(The task)
Reproduce the lines of the listing from the line with "point at the forehead" to the line with "<point>316,238</point>", substituting "iris" for "pupil" and changing nothing else.

(Data listing)
## Start

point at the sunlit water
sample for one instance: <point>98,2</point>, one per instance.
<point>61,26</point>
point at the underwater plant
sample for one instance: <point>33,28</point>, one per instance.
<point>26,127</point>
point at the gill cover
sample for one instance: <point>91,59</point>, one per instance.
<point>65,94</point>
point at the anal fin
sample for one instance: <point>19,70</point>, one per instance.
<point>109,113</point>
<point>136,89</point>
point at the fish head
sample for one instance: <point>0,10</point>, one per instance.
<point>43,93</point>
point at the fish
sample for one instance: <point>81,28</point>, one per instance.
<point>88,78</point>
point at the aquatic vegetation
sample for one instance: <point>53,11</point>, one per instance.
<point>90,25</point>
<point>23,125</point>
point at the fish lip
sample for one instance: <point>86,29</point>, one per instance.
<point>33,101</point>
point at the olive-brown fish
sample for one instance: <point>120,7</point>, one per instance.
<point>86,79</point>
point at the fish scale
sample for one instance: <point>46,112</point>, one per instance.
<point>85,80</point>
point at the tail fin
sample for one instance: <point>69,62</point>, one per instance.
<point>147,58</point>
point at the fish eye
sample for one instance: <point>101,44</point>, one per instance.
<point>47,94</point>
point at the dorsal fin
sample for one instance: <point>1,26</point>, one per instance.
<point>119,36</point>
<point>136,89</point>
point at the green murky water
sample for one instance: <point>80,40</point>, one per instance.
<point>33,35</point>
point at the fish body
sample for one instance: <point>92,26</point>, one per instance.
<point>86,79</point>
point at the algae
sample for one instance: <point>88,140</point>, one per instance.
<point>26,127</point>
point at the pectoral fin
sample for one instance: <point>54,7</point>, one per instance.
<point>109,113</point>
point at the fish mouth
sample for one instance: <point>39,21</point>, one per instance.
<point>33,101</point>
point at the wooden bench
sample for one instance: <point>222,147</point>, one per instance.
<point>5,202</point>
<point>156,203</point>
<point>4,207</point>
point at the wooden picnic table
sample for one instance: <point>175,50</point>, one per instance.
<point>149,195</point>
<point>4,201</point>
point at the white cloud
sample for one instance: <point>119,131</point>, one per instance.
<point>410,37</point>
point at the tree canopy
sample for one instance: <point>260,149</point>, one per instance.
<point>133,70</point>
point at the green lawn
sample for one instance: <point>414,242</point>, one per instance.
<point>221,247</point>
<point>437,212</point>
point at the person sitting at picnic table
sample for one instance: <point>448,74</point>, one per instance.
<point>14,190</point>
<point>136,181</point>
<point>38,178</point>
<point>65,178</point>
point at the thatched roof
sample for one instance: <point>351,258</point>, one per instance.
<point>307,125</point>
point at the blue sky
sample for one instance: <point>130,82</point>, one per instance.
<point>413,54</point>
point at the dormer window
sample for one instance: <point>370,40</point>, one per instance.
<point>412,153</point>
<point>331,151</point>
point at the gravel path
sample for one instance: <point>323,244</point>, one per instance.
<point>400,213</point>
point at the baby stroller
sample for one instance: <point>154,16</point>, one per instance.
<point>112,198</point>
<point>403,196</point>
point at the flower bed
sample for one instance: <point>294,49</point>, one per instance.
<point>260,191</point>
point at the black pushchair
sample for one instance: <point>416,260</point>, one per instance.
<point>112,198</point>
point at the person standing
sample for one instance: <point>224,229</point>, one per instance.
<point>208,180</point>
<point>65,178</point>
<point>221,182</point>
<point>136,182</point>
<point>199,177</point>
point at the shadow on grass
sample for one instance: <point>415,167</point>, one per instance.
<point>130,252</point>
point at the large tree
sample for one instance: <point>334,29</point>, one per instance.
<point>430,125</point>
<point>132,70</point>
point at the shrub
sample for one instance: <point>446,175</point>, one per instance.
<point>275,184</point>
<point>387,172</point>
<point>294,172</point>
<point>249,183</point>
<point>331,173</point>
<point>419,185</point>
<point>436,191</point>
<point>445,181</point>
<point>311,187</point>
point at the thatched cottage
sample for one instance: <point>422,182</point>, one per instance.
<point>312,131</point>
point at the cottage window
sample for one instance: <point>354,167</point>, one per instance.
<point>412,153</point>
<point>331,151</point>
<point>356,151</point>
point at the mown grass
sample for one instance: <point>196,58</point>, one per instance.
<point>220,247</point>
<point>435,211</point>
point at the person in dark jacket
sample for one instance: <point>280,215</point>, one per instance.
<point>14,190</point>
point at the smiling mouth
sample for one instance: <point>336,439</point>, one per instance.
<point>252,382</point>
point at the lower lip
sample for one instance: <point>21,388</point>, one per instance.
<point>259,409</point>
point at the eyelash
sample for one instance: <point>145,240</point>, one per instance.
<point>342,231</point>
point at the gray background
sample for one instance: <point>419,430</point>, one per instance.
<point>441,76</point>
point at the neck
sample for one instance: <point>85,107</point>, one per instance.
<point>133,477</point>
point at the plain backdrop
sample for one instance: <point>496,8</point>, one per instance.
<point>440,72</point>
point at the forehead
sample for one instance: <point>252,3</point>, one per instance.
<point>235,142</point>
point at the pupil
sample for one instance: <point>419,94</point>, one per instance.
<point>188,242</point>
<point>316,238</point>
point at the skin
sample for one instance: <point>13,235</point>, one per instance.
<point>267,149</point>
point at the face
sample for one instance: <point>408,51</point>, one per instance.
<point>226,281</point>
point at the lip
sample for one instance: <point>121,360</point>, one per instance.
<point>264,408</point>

## End

(Result)
point at the forehead
sample for one instance: <point>252,3</point>, one per instance.
<point>235,142</point>
point at the iris
sample for one instance: <point>419,94</point>, one per instance.
<point>188,242</point>
<point>316,238</point>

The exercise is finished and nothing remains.